╭──

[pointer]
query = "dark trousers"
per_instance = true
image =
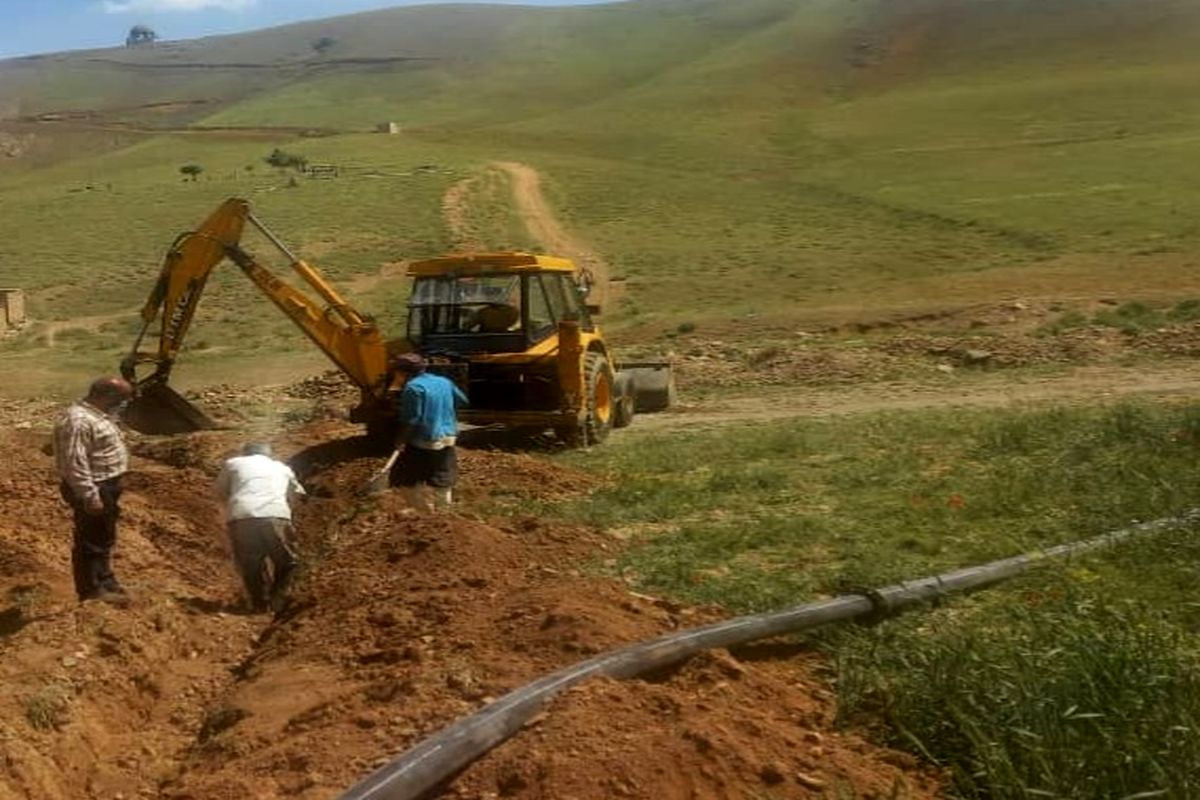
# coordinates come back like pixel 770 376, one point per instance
pixel 95 535
pixel 264 558
pixel 417 465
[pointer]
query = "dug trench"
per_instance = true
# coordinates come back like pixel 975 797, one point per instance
pixel 400 624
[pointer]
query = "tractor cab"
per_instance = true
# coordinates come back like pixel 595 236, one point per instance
pixel 492 304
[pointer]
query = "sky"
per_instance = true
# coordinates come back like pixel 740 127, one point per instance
pixel 29 26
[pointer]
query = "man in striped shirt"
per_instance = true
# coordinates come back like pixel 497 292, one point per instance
pixel 90 455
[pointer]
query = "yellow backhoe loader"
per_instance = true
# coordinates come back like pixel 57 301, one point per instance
pixel 513 330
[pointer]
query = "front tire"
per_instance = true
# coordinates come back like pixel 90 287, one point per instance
pixel 600 404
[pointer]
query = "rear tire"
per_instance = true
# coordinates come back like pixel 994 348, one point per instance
pixel 600 404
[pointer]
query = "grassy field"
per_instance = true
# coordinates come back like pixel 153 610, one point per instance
pixel 737 162
pixel 1024 691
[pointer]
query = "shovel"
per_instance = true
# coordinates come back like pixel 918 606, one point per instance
pixel 378 481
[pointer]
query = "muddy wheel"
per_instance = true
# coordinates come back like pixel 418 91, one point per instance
pixel 625 402
pixel 598 417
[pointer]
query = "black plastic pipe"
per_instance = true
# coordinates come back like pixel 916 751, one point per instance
pixel 435 759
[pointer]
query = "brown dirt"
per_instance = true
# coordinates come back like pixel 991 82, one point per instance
pixel 401 624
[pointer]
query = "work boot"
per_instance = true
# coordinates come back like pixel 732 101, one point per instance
pixel 443 498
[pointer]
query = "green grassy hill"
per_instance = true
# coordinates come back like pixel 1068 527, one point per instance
pixel 762 162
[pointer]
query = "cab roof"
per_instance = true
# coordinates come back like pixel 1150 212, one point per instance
pixel 485 263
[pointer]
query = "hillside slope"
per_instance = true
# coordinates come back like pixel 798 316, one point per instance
pixel 766 162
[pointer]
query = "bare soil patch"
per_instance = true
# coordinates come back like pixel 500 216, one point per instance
pixel 401 624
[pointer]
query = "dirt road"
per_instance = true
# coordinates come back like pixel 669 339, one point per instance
pixel 539 220
pixel 996 390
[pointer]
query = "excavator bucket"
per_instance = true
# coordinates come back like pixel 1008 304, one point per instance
pixel 653 384
pixel 157 409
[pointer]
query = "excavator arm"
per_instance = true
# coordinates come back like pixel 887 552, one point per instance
pixel 351 341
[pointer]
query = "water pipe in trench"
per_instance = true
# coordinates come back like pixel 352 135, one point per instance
pixel 433 761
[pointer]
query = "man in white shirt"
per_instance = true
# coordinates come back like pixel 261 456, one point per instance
pixel 257 491
pixel 90 458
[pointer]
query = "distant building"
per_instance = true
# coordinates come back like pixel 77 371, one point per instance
pixel 322 170
pixel 12 310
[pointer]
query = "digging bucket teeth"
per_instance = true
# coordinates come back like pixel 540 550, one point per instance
pixel 161 410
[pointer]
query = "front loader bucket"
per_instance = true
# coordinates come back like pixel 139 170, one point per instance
pixel 653 383
pixel 161 410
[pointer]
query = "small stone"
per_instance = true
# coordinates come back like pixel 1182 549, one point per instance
pixel 809 781
pixel 772 774
pixel 977 356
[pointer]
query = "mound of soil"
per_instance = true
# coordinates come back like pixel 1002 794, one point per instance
pixel 400 625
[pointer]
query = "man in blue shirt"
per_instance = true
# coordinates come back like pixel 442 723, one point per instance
pixel 429 433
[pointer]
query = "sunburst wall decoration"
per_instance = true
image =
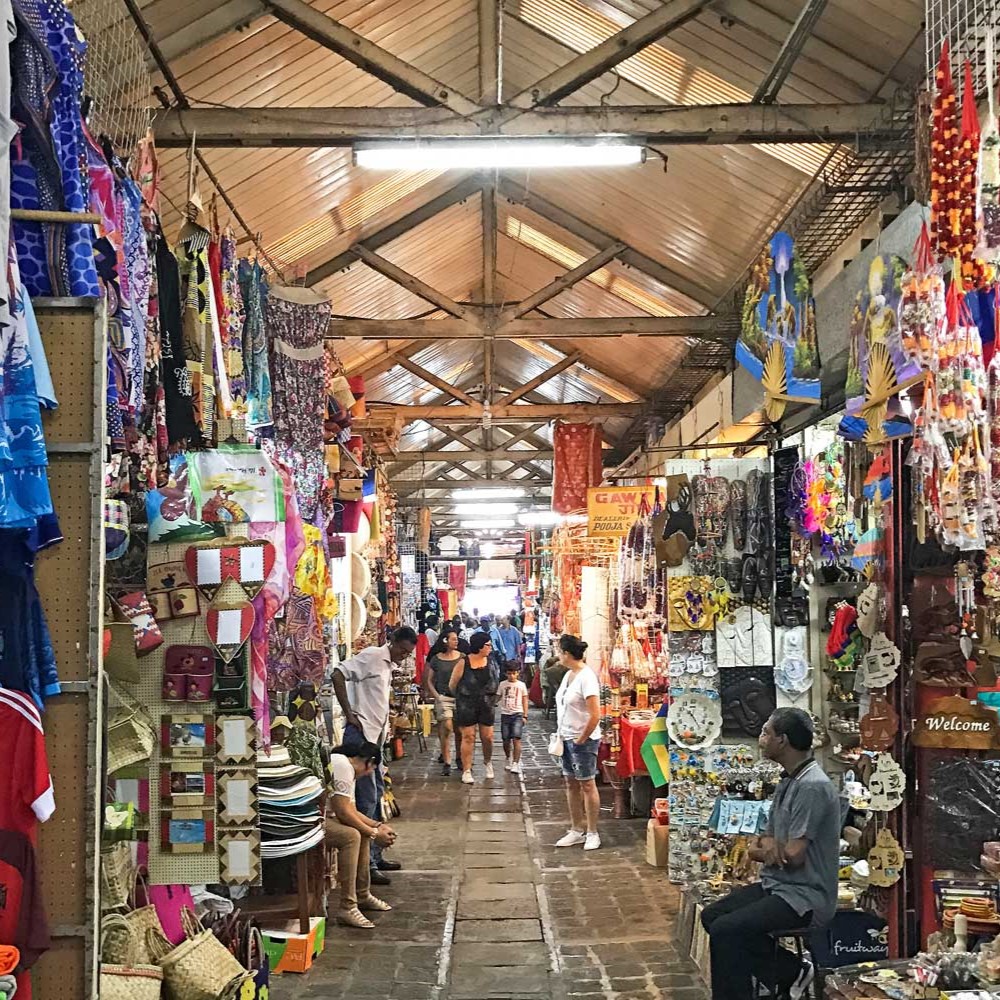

╰──

**BRIEF**
Check each line of the records for the word "trench", and show the lines that contain it.

**ANSWER TO THE PROBLEM**
query = "dug trench"
query = "water pipe in trench"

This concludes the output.